Zu erledigen
**A)** Welches Gericht muss laut dem Artikel über den Rapper-Streit entscheiden, ob es zum Prozess kommt?
**B)** Führe den Artikel über den Rapper-Streit im Anschluss an seinen letzten Satz fort.

Ausgangstext
+++++

Staatsanwaltschaft erhebt Anklage: Bushido und Clan-Boss sollen gegen Fler aussagen: Die Hintergründe im Rapper-Streit
by FOCUS OnlineDas nächste Kapitel in der Rapper-Fehde: Die Berliner Staatsanwaltschaft will Bushidos Lieblingsfeind Fler vor Gericht stellen. Der 37-Jährige soll Bushidos Familie schwer beleidigt haben. Kommt es wirklich zum Prozess, sollen auch Bushido und seine Ehefrau aussagen – sowie Clan-Boss Arafat Abou-Chaker. Doch worum geht es in dem Streit überhaupt?
Bushido und Fler haben schon viel übereinander gesprochen – aber noch nie im Gerichtssaal. Das könnte sich jetzt ändern: Die Staatsanwaltschaft Berlin hat Anklage gegen Fler erhoben. Nun muss das Amtsgericht Berlin-Tiergarten entscheiden, ob es zum Prozess kommt. Die Anklage bestätigte eine Gerichtssprecherin gegenüber FOCUS Online, eine Entscheidung über deren Zulassung sei aber noch nicht gefallen. Der „Tagesspiegel“ hatte zuerst berichtet.

+++++

Einträge
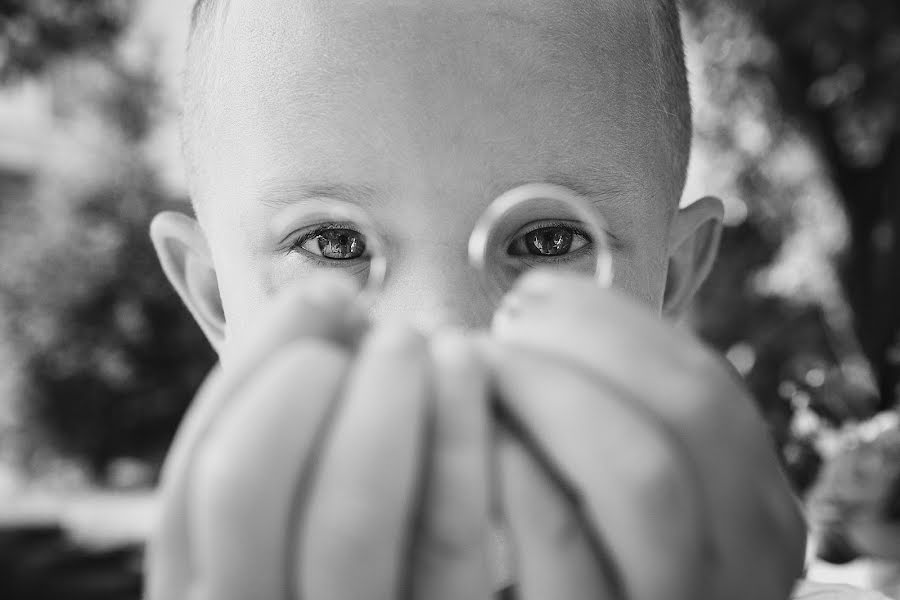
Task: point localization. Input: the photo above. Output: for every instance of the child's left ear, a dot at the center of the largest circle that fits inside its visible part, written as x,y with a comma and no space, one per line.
693,246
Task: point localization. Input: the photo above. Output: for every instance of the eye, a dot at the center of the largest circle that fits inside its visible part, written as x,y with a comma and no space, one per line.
333,243
549,241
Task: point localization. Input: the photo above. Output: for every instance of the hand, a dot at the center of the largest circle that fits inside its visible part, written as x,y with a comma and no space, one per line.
673,486
298,471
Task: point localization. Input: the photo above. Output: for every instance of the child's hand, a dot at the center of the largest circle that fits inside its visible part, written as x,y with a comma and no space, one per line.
297,472
660,447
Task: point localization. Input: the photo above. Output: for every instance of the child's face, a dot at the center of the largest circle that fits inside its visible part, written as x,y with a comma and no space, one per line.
421,113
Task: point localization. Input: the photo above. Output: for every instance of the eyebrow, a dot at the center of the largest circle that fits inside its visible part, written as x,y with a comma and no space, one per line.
283,194
277,194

+++++

Ergebnisse je Aufgabe
**A)** Das Amtsgericht Berlin-Tiergarten.

**B)**
Der Zeitung zufolge will die Staatsanwaltschaft unter anderem Bushido und dessen Frau sowie den berüchtigten Clan-Boss Arafat Abou-Chaker als Zeugen vorladen. Bushido hatte sich im März 2018 von seinem damaligen Geschäftspartner Abou-Chaker getrennt, Drohungen und Polizeischutz waren die Konsequenz.
Wüste Beleidigungen gegen Bushidos Frau
Fler werden Beleidigung, Verletzung der „Vertraulichkeit des Wortes“ sowie verbotene Mitteilungen über Gerichtsverhandlungen zur Last gelegt, berichtet der „Tagesspiegel“. Konkret: Fler hatte im September für seine 443.000 Fans auf Instagram ein Bild gepostet, das eine Frau zeigt, die Ähnlichkeiten mit Bushidos Ehefrau Anna-Maria Ferchichi aufweist. Außerdem waren ein verpixelter Penis zu sehen sowie der Satz (sic): „Wenn sie ihr Maul im Internet aufmacht vs, wenn sie ihr Maul im echten Leben aufmacht.“ Zwei Tage später teilte Fler ein weiteres Bild, in dem er Bushidos Ehefrau als „Hurentochter“ beschimpft.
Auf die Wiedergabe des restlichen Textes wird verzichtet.